* _Named object pointing entries_
^^^^

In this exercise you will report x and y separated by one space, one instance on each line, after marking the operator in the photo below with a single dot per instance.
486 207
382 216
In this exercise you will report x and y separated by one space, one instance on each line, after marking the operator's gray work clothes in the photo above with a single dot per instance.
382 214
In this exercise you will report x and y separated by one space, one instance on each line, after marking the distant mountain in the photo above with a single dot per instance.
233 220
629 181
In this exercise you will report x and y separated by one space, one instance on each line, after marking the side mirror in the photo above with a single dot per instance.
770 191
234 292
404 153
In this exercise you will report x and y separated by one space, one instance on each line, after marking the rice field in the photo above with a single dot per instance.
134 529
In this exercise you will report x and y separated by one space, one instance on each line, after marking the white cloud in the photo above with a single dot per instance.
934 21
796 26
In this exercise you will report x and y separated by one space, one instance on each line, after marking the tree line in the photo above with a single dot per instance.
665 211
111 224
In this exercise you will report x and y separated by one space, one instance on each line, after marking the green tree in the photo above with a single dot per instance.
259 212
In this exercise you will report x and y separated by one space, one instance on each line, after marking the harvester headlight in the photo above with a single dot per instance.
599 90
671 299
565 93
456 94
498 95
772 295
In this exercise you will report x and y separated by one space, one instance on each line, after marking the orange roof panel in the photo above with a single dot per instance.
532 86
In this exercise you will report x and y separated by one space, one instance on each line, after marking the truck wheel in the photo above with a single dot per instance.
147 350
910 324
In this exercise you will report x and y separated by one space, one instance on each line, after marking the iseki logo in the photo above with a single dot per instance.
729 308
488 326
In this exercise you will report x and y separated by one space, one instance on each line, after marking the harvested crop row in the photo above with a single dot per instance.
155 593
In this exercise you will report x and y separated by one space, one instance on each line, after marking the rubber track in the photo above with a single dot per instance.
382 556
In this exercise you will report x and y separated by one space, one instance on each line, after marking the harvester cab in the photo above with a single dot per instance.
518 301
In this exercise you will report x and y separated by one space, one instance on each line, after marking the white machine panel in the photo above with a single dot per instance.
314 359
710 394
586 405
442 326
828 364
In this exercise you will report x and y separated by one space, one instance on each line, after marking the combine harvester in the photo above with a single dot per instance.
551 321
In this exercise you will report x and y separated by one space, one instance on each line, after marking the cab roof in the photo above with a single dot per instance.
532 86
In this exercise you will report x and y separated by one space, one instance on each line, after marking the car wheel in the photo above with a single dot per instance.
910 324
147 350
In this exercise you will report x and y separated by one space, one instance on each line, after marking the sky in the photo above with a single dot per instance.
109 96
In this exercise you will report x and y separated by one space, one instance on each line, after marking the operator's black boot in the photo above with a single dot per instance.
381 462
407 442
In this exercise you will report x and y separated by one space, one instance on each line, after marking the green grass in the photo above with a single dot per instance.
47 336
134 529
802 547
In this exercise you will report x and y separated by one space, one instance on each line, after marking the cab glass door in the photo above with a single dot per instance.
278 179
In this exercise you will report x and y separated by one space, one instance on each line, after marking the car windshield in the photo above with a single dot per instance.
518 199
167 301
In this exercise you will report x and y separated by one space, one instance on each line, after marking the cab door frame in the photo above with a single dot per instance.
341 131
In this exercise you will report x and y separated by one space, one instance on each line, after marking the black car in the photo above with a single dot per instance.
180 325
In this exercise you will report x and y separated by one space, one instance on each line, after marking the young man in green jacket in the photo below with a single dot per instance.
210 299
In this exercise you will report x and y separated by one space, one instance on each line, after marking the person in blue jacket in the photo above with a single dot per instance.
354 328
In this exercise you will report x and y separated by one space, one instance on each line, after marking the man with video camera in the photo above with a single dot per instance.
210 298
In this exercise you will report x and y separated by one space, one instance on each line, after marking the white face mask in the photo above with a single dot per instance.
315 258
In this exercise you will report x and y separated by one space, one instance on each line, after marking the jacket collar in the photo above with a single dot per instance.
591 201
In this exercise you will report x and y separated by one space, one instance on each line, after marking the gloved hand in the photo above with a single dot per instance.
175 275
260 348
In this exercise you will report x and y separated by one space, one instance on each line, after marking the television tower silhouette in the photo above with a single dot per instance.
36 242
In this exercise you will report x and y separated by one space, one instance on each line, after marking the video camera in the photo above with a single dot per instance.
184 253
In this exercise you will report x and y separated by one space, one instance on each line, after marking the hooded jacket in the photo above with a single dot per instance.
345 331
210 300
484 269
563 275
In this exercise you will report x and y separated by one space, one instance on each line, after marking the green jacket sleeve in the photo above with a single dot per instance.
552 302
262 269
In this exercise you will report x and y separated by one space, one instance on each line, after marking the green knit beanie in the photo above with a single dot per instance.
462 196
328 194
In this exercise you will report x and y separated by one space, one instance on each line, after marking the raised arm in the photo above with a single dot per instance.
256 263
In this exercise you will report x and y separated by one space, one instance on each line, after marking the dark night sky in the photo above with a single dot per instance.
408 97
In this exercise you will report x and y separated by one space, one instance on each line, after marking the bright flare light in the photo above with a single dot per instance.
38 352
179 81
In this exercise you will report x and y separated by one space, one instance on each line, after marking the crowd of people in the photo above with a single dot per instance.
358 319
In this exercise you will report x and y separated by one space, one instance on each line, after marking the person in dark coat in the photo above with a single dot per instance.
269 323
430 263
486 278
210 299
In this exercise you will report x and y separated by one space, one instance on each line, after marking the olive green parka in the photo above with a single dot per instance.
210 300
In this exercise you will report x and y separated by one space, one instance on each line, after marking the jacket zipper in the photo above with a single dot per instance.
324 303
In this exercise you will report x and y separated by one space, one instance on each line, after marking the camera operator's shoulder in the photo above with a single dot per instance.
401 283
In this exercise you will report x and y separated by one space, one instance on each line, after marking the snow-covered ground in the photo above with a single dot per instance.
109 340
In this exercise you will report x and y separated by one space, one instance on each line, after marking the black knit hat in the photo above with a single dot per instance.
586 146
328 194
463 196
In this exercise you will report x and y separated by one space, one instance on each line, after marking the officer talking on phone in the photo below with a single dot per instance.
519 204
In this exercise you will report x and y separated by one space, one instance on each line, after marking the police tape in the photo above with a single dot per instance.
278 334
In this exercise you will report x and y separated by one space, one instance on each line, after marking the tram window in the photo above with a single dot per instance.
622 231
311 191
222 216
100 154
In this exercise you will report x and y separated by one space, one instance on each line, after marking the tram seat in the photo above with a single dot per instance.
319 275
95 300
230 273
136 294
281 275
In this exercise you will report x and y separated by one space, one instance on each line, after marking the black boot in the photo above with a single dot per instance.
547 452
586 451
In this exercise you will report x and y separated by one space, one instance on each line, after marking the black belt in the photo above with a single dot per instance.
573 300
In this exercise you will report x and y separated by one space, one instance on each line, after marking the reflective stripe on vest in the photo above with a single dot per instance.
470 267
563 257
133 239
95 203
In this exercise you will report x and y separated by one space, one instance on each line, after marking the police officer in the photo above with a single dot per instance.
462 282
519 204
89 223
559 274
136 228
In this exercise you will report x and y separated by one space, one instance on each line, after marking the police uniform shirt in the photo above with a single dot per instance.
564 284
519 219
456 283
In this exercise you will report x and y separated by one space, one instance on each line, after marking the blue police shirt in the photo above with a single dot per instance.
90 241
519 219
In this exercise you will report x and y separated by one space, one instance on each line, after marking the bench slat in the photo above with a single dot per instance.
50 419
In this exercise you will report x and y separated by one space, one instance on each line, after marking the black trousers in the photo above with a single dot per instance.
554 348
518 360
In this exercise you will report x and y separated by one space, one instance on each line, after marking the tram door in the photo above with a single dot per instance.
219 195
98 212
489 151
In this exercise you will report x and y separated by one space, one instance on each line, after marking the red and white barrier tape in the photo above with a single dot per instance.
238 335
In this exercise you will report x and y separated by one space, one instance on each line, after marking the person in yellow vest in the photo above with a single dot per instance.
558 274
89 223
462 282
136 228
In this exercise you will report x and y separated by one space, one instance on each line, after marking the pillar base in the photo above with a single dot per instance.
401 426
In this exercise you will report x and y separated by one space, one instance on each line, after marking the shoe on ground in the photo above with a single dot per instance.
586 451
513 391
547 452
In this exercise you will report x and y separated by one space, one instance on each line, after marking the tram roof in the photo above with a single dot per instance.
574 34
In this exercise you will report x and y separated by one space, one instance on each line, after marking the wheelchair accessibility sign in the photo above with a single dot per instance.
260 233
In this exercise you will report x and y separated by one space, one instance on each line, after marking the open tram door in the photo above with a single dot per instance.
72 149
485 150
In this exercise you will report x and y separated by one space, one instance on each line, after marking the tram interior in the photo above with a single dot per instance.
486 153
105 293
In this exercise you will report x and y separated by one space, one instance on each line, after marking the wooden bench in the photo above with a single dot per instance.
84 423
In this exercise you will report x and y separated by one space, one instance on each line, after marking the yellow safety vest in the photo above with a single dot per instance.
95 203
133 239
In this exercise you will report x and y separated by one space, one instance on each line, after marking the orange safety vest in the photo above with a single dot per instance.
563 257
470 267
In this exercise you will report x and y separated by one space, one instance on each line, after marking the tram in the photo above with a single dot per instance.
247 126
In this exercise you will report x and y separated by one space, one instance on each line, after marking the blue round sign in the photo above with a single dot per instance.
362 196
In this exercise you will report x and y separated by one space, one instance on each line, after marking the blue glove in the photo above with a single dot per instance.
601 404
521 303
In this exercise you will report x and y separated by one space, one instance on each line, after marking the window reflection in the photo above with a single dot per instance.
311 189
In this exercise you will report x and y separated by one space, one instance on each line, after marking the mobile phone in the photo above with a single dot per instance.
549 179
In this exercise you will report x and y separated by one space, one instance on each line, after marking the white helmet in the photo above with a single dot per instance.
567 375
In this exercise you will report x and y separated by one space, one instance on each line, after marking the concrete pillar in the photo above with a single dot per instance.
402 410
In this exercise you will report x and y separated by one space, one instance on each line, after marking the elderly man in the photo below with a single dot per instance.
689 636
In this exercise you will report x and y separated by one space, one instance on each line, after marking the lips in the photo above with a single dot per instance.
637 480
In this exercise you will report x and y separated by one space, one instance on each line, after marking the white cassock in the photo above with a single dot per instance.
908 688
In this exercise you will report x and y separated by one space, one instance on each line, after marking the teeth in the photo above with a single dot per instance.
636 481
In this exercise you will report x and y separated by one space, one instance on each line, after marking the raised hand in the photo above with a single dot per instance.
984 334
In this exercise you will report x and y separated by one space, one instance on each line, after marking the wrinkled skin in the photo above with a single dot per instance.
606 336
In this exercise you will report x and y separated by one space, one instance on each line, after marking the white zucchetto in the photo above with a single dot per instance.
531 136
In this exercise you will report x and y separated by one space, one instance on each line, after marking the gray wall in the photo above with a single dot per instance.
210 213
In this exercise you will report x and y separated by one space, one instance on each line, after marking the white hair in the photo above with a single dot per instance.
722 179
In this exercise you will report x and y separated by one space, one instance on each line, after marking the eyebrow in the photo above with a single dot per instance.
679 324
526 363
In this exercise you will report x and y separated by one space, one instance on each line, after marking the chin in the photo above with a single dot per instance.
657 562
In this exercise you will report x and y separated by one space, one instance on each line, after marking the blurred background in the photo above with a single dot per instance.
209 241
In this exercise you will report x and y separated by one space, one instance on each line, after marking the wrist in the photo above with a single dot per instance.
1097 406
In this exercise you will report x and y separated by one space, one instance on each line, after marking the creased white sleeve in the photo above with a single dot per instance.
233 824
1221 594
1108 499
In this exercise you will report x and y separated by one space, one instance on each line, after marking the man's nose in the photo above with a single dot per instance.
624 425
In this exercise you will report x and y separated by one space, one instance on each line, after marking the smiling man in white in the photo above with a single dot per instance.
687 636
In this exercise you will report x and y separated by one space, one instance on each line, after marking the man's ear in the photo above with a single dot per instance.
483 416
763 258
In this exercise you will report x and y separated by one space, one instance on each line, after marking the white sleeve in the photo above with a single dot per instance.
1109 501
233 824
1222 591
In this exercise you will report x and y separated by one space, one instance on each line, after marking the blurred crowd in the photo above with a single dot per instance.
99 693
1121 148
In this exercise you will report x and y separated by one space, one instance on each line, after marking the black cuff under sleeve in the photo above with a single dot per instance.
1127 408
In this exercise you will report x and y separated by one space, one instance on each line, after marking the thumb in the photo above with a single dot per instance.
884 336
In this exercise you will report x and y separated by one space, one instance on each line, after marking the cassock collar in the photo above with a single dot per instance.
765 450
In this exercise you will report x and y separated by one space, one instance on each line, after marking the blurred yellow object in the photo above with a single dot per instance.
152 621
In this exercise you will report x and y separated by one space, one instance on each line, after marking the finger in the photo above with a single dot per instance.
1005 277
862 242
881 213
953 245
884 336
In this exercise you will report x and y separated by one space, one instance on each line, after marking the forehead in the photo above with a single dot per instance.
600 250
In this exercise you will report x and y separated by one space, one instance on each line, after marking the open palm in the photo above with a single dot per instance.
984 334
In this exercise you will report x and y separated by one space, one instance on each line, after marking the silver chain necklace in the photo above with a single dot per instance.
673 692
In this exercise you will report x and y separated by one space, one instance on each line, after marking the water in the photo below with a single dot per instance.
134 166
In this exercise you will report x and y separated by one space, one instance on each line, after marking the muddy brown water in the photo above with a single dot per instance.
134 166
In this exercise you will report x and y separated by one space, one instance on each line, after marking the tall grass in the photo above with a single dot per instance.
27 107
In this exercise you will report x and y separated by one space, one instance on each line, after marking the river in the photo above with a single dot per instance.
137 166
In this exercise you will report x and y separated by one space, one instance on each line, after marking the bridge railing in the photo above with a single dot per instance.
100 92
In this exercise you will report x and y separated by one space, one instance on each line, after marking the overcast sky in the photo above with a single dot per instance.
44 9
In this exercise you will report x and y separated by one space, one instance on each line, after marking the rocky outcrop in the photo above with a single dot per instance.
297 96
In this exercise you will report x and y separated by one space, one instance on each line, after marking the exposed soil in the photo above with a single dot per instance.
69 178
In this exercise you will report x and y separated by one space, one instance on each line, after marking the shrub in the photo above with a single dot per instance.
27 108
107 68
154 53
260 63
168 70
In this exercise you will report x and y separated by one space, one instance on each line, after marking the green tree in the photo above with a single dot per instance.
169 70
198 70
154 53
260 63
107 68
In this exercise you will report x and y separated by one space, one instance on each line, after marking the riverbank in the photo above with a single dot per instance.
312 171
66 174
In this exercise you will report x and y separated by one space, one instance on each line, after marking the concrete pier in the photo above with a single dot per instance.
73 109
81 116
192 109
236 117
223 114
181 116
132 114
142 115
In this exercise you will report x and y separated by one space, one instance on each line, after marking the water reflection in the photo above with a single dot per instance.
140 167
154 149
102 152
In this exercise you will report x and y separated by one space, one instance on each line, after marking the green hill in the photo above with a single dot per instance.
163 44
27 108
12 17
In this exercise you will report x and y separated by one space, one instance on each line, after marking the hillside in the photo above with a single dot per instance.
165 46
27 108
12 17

^^^^

* _Goal_
Return precisely the lines of the records, starting with the line that holds "marking the riverbank" and ending with the last one.

* _Exercise result_
In this exercise you will report x and y separated by one space, one instance on each line, after marking the riverbank in the photo above with a single dot per instance.
312 171
66 174
In this exercise you will report x and y separated by one space, one instance on each line, after marking the concrete pier in the photo above with a single dot per instance.
73 109
81 116
192 109
236 117
223 114
181 116
132 114
142 115
In this exercise you will report x and y separated by one space, one instance on each line, after marking the water reflection in the photo above with a single dot per instance.
140 167
154 149
102 152
In this exercise you will report x and y separated by one space, one instance on each line, after marking the green hill in the photo above with a single dot per instance.
163 44
27 108
12 17
In this exercise you will report x and y separated by one space, one instance on each line, after marking the hillside in the photo above with a single dot per instance.
165 46
27 108
12 17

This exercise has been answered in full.